Given instruction
Rewrite the records below with every "outline" replaced by "boundary", leaving everything else unchanged.

─── Dataset records ───

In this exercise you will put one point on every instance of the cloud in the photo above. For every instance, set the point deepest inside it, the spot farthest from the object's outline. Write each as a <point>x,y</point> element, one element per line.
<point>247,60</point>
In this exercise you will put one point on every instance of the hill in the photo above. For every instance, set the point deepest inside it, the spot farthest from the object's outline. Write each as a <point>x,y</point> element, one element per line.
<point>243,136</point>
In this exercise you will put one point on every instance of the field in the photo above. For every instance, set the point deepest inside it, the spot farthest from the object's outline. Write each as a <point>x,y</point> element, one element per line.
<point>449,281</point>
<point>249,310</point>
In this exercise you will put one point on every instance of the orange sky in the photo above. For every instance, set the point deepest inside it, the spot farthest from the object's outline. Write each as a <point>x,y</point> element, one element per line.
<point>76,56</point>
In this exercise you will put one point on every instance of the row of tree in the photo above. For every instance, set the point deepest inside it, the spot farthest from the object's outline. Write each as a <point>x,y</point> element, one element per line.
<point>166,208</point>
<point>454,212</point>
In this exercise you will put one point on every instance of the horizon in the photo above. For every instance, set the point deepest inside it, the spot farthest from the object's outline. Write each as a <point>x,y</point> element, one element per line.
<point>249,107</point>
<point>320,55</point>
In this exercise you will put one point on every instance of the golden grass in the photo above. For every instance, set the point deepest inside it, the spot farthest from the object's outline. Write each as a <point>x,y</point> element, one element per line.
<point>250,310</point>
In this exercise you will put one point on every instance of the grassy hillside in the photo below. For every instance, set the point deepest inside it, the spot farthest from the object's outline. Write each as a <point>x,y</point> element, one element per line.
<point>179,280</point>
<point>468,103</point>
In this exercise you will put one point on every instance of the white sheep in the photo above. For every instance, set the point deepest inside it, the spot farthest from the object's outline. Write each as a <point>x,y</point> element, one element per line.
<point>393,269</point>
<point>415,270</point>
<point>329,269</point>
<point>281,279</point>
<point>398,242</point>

───

Task output
In this exercise you will put one point on every instance of the cloud in the photo above. For every instance, set the point deepest inside it, the spot farthest from the object's boundary. Write each as a <point>x,y</point> element, one element per line.
<point>247,60</point>
In this exercise you will put one point on every instance of the hill in the photo above. For every instance, set the point deepest inside it, the spot farthest from the object's boundary. Write each as a <point>x,y</point> element, one element per line.
<point>243,136</point>
In this exercise you will put one point on every instance of the field in the photo above. For every instance, set the point deepest inside it, the spot farthest from the object's boundary. Write each as a <point>x,y</point> element, one element per line.
<point>449,281</point>
<point>249,310</point>
In this exercise you will put one point on every instance of the orange sky in the photo above. For every instance, set the point deepest inside it, the spot farthest from the object's boundary. Write each as a <point>x,y</point> element, one element per line.
<point>76,56</point>
In this exercise you will put one point on every instance of the row of tree in the photo above. For every instance, set the point deepest inside it, the spot farthest from the object's boundary. Write each as a <point>x,y</point> element, one element per line.
<point>166,208</point>
<point>454,212</point>
In this exercise you will put one point on every instance of the horizon in the photo above. For every instance, set the point deepest inside it, the spot farthest from the object's boundary. Write each as a <point>x,y</point> element, one element per line.
<point>249,107</point>
<point>320,55</point>
In this exercise you will put one point on every instance of the golden grass in the photo above. For every instance, set the point deepest inside it, the spot farthest from the object's boundary. Write each as a <point>x,y</point> element, one element per line.
<point>250,310</point>
In this exercise you will put one point on every instance of the grassy hillside in the photo below. For every instance, set the point deepest inside it, the spot farthest from the object's boundary. Write each as a <point>x,y</point> element, one element per line.
<point>179,280</point>
<point>468,103</point>
In this exercise you will put one point on every instance of the white sheep in the photo above. For every instance, set the point deepest inside it, the spot farthest from the object's boundary. Write each as a <point>x,y</point> element, one element per line.
<point>393,269</point>
<point>415,270</point>
<point>329,269</point>
<point>281,279</point>
<point>398,242</point>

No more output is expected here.